▸ **WHAT TO DO**:
Your answer must be an exact copy of the listing, with the images left out.

▸ **INPUT**:
★ ★ ★ ★

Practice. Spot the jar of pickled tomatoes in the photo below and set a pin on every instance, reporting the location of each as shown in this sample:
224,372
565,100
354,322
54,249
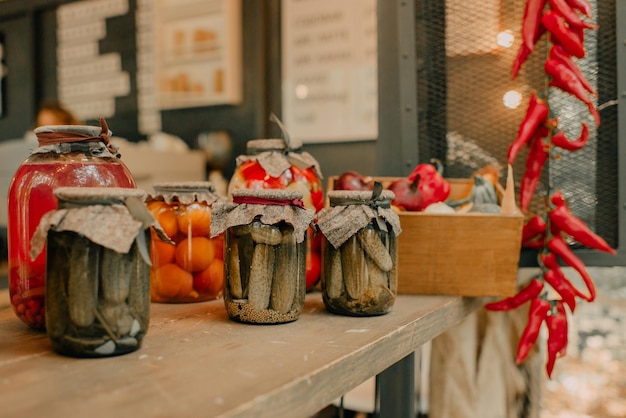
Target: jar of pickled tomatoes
67,155
281,164
191,267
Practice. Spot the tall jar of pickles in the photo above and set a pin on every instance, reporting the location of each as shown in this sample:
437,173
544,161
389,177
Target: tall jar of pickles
97,273
360,256
191,267
67,155
281,164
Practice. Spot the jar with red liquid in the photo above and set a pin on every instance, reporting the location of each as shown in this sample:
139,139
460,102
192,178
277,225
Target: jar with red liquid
190,268
67,156
281,164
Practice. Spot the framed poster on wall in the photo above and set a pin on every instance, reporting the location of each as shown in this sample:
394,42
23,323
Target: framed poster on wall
198,52
329,69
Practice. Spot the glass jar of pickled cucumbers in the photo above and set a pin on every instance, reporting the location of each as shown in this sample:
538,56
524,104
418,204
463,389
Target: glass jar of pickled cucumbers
359,252
265,254
97,270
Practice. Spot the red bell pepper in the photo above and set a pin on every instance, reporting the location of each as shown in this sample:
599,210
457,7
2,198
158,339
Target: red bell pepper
528,292
558,246
539,309
564,79
561,141
556,323
532,21
563,220
536,115
570,15
537,156
569,39
559,54
431,184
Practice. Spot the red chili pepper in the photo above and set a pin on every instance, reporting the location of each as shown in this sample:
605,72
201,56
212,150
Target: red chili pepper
539,309
536,114
561,282
563,220
558,246
556,323
528,292
534,244
431,184
564,79
537,156
558,53
535,226
561,141
570,15
557,26
531,21
582,6
523,52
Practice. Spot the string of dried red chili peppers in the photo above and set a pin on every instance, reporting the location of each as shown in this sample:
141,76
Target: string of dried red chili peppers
563,21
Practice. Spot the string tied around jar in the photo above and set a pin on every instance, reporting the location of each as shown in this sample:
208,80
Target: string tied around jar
72,133
255,200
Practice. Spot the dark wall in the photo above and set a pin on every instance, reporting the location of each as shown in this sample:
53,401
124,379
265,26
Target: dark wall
30,28
19,80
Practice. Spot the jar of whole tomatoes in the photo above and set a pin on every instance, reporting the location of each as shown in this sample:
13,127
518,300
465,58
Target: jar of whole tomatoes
359,252
67,155
97,273
191,267
265,254
281,164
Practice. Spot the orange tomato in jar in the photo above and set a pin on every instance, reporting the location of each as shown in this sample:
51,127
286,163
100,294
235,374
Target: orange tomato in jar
194,220
194,254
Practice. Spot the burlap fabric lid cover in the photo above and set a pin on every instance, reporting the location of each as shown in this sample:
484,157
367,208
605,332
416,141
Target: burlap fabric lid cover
275,157
87,138
185,192
112,217
227,214
352,210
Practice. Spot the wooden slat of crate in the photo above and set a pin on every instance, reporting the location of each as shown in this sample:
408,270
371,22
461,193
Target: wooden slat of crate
473,254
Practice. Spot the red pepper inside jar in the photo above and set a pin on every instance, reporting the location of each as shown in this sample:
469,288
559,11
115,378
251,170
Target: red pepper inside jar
67,155
281,164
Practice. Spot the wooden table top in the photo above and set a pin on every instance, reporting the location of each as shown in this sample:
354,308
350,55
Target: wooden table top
195,361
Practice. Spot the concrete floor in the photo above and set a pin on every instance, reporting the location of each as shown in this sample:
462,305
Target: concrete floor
590,381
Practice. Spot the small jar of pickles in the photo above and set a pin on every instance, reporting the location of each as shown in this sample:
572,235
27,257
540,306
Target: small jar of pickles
265,254
359,252
191,269
97,270
282,164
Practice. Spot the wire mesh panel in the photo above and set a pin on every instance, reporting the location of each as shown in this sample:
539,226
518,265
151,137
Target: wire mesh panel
468,114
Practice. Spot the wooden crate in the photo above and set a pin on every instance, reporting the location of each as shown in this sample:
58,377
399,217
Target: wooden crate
472,254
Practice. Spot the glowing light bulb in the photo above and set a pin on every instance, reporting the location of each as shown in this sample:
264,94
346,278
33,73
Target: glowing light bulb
512,99
302,91
505,38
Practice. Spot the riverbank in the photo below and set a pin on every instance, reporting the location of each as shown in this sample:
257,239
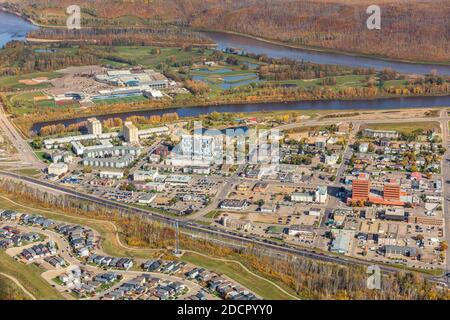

★ ★ ★ ★

▸ **RESPONSE AREA**:
Practice. Spot the jar of pickled tomatoes in the photo below and set a pin on every instance, reporting the location of each as shown in this sample:
224,372
565,100
354,322
54,249
Target: jar of pickled tomatoes
67,155
281,164
191,267
Practice. Spot the tall jar of pickles in the photo above and set a pin on every instance, reporting the location of each as shown in this sample:
437,173
544,161
389,177
Target: tall jar of pickles
97,273
360,256
191,267
67,155
281,164
Practice. Spot the jar with red liquid in the photo above and set a pin on every instance, reporting the location of each as shown in this sample:
139,139
460,102
192,178
277,225
Target: jar with red liquid
190,268
67,156
281,164
Practice. Spot the framed poster on wall in the photo above and set a pin on every instance, reporting the location of each as shown in this sample:
394,42
23,323
Target: framed poster on wall
198,52
329,69
Practice. Spot the glass jar of pickled cucumbers in the photo above and set a pin on every instance, reporting the location of each as shown in this sample:
538,56
524,104
418,204
463,389
Target: glass jar of pickled cucumbers
359,252
265,254
97,270
Practice. Spot the red bell pepper in the photo above and set a pin on every instance, reporting the location of each as shown in this sample:
599,210
457,7
2,198
158,339
Target: red bell pepper
528,292
558,246
539,309
564,79
561,141
556,323
532,21
563,220
536,115
570,15
537,156
569,39
559,54
431,184
Practice. Spot the red chili pepper in the photo above and set a pin on every instance, reporting the location of each as shown in this sample:
605,72
201,56
212,150
Target: red chili pepper
539,309
536,114
561,282
563,220
558,246
556,323
528,292
534,244
431,184
564,79
537,156
558,53
535,226
561,141
570,15
557,26
531,21
582,6
523,52
Practice. Spot the string of dried red chili peppers in the photo above and set a pin on every instance, reporting the location of each as shown in this sample:
141,76
Target: string of dried red chili peppers
563,21
Practice. Spot the string tied around jar in the photo above and set a pin on every instance, reporting the location of each as shown in this sample:
208,80
Target: string tied around jar
72,133
255,200
Practice. Spot the dark wall in the photo above and set a pin on every instance, reporting the location of each as shown in this sample:
53,401
124,379
265,26
Target: dark wall
30,28
19,80
Practice. Spot the jar of whole tomatoes in the photo above and set a pin on every instance, reporting the location of each as shown in this sample:
13,127
518,300
465,58
Target: jar of whole tomatoes
359,252
67,155
97,273
191,267
265,254
281,164
Practice. Spot the orange tomato in jar in the photo above and set a pin on every instance, reporting the location of each as shown in this sample:
51,127
286,163
100,294
235,374
Target: orange tomato in jar
194,220
194,254
Practice. Spot the burlap fabric lid cover in the photo above and set a pin on every instance, reporting the location of each as shown in this sample:
484,157
367,208
605,332
416,141
Target: burlap fabric lid cover
275,157
87,138
185,192
112,217
227,214
352,210
Practice. Spot the wooden slat of crate in the photo above and set a pin on every instance, reporting the location of each as shown in this sample:
408,270
371,22
461,193
Target: wooden slat of crate
473,254
Practice. Spot the red pepper inside jar in the photo above and set a pin on every instance, reporting the location of each as shown in this sample:
469,288
559,11
115,378
251,170
Target: red pepper inside jar
67,155
281,164
Practice. Spot the wooden table top in the photo above and set a pin on every instance, reporting the location of each as shown in this sample:
354,308
350,55
Target: wooden table top
195,361
Practice. Spot the concrete floor in the photo above and set a pin on every instance, reporting the location of each as shown in this sample:
462,305
Target: concrete floor
590,381
Practice. Spot the small jar of pickles in the photo above and set a pin on every instance, reporting the location of each as shown in this sample:
572,235
27,257
540,306
Target: small jar of pickles
265,254
359,252
191,269
97,270
282,164
Practice. Spot the wire mesh panel in the photo above and set a pin on every instance, reporting the location of each as shown in this sample:
539,226
518,265
151,137
Target: wire mesh panel
468,114
Practice. Spot the wooden crate in the photo above and set a pin on every instance, reporting the location of each as shown in this sample:
58,377
399,217
Target: wooden crate
472,254
Practice. Spot the glowing light bulb in the photo above and set a pin on every instance, reporting the location of each as shown in this sample:
264,94
346,278
33,73
Target: glowing light bulb
512,99
302,91
505,38
Practice. Spot the riverbank in the photo below and set a pin on every instance, reporting the location of each as shown in this sample:
257,239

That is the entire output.